Prompt
Reproduce every one of the entries below word for word.

Exercise inputs
- - -
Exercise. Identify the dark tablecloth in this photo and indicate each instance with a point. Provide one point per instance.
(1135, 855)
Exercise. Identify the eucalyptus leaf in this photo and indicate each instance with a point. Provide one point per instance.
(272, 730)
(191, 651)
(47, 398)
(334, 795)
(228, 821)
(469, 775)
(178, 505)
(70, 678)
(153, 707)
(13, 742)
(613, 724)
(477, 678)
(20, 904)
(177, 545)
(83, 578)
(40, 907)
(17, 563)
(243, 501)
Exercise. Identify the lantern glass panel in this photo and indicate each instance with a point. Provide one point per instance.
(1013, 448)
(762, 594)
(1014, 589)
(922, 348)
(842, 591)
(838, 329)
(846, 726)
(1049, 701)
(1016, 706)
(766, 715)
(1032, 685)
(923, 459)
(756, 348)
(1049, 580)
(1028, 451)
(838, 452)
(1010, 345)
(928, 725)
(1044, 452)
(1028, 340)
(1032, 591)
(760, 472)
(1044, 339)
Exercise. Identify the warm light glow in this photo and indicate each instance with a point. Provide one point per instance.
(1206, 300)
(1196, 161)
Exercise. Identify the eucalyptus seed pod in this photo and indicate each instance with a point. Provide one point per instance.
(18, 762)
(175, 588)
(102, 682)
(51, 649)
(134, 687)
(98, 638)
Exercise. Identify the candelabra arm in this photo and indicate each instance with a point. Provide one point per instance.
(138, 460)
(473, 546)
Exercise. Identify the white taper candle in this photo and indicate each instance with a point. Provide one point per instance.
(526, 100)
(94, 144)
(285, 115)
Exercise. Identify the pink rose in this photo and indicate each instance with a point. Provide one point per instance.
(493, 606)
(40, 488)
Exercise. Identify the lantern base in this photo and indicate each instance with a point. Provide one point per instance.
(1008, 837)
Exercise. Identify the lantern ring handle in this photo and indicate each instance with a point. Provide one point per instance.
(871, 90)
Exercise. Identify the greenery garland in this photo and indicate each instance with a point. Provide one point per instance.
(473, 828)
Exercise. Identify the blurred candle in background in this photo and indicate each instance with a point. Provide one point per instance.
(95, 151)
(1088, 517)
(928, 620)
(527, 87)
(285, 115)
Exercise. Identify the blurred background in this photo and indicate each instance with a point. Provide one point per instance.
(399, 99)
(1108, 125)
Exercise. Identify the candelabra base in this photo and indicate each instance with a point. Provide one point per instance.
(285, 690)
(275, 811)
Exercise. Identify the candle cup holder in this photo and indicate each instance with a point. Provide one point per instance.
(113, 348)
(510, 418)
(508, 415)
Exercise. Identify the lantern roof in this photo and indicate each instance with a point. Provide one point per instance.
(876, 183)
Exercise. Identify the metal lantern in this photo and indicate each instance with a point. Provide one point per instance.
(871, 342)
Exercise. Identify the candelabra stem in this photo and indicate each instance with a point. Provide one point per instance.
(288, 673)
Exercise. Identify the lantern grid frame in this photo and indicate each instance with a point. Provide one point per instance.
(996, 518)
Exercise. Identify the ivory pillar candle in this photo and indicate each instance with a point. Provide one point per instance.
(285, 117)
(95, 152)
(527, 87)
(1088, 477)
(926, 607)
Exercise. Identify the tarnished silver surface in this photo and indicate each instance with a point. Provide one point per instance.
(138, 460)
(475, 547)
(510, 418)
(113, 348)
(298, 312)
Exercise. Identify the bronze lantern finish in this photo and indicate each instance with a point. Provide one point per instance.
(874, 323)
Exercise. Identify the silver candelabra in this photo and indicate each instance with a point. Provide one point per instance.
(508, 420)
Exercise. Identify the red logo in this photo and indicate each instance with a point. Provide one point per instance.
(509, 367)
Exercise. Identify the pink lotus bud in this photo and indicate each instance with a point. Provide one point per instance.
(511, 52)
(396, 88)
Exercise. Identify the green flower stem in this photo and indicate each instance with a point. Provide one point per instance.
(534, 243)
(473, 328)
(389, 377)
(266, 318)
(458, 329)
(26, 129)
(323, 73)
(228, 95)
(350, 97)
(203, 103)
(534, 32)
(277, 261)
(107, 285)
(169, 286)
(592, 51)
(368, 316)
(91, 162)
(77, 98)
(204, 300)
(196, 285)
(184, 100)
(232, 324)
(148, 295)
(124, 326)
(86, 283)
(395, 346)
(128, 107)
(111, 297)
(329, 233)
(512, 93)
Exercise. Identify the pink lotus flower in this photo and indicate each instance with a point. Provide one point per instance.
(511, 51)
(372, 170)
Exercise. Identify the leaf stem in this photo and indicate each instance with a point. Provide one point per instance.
- - -
Full response
Exercise. Identify the dark tablecloth in this photo and indicate each instance with a point. Provide one point per instance.
(1135, 855)
Exercise. Identify the eucalyptus leaf in this photo and indicate each instance with a point. Provide one point per instance.
(272, 730)
(191, 651)
(47, 398)
(334, 795)
(228, 821)
(469, 775)
(178, 505)
(70, 678)
(153, 707)
(13, 742)
(613, 724)
(477, 678)
(20, 904)
(177, 545)
(83, 578)
(40, 907)
(17, 563)
(243, 501)
Exercise. Identify the lantern glass panel in this photo and indicate each instance with a point. Provide one point per instance.
(1013, 448)
(762, 594)
(1014, 589)
(922, 348)
(842, 591)
(838, 329)
(846, 726)
(1049, 701)
(1016, 706)
(766, 715)
(1032, 685)
(923, 459)
(756, 348)
(1049, 580)
(1028, 451)
(838, 452)
(1010, 345)
(928, 725)
(1044, 452)
(1028, 340)
(1032, 591)
(760, 472)
(1044, 339)
Exercise. Identify the warm light glow in this photo and indicate each instance with a point. Provide one point per instance.
(1206, 300)
(1196, 161)
Exercise. Identify the eucalyptus seed pod in this photo and indicate each instance with a point. Provide one point per instance.
(18, 762)
(175, 588)
(102, 682)
(51, 649)
(134, 687)
(98, 638)
Exercise. Identify the candelabra arm in this photo and indicate each instance with a point. Provide one point per instance.
(138, 460)
(473, 546)
Exercise. Identify the white taper candle in this photo and indicate each instance with a point. Provide one point per instance.
(526, 100)
(94, 144)
(285, 115)
Exercise. Identify the pink rose in this photo and indicate each instance with a point. Provide one point per instance.
(493, 606)
(40, 488)
Exercise. Identify the lantern base in this photo and indicate each instance with a point. Provide one point per instance.
(1008, 837)
Exercise. Identify the lantern ring handle in this photo and indicate each instance with a point. Provide one point per instance.
(871, 90)
Exercise. Identify the greenery garland in this photo and indicate each instance with a point. Provide one point per instance.
(473, 828)
Exercise. Identify the blurred candle in background in this photo and indicate each instance with a point. Provide one point per instance.
(95, 151)
(1088, 517)
(928, 620)
(527, 87)
(285, 115)
Exercise. Identify the blurred background in this photo and indicate each instance with a point. Provide one point per instance.
(399, 99)
(1108, 125)
Exercise. Identify the candelabra base in this photo and indicate each instance with a point. Provide one point per instance.
(285, 690)
(275, 811)
Exercise. Identify the candle cup holder in this photo and indicate each instance with a point. Provide one point per instance.
(113, 348)
(510, 418)
(508, 415)
Exercise. Identify the lantern roof in this photo and indicate each instance with a point. Provide one point per instance.
(876, 183)
Exercise. Identify the metal lantern in this photo and indicate each instance with a point. Provide one point per instance.
(871, 342)
Exercise. Identify the candelabra stem in this photo and indicate each instance with a point. Provide one point per instance.
(288, 673)
Exercise. Identify the lantern grid frame in this photo and indicate each instance with a point. Provide one point per instance.
(996, 518)
Exercise. Identify the ivory pillar candle in this photo and indicate each instance with a point. Provide one point per instance.
(285, 117)
(95, 152)
(527, 87)
(1088, 477)
(926, 607)
Exercise. Identify the tarnished silver surface in this photo and indicate each instance with a point. Provide one point per instance.
(138, 460)
(475, 547)
(510, 418)
(113, 348)
(298, 312)
Exercise. Identify the bronze lantern finish in this photo and indicate each instance with a point. Provide one point per instance.
(874, 323)
Exercise. Identify the silver candelabra in this photo and indicate each instance with a point. Provide one point per instance.
(508, 420)
Exercise. Identify the red logo in this photo and indicate each instance with a point. Provide one point per instance.
(509, 367)
Exercise. Identify the pink lotus bud in this photo and indicate each instance with a point. Provide one point per instance.
(511, 52)
(396, 88)
Exercise. Identify the green flower stem in this photo and indicate each instance with a point. Provide one point per instance.
(534, 243)
(473, 328)
(389, 377)
(266, 318)
(458, 329)
(26, 129)
(323, 73)
(228, 95)
(350, 97)
(203, 103)
(534, 32)
(277, 261)
(107, 285)
(169, 286)
(592, 51)
(368, 316)
(91, 162)
(77, 98)
(204, 300)
(196, 285)
(184, 100)
(232, 324)
(148, 295)
(124, 326)
(86, 283)
(395, 346)
(128, 107)
(111, 297)
(329, 233)
(512, 93)
Exercise. Identify the pink lotus flower in this photo and indicate each instance with a point. Provide one point per instance.
(511, 51)
(372, 170)
Exercise. Identify the leaf stem in this photo and indicate each instance with a point. Provide one point per instance.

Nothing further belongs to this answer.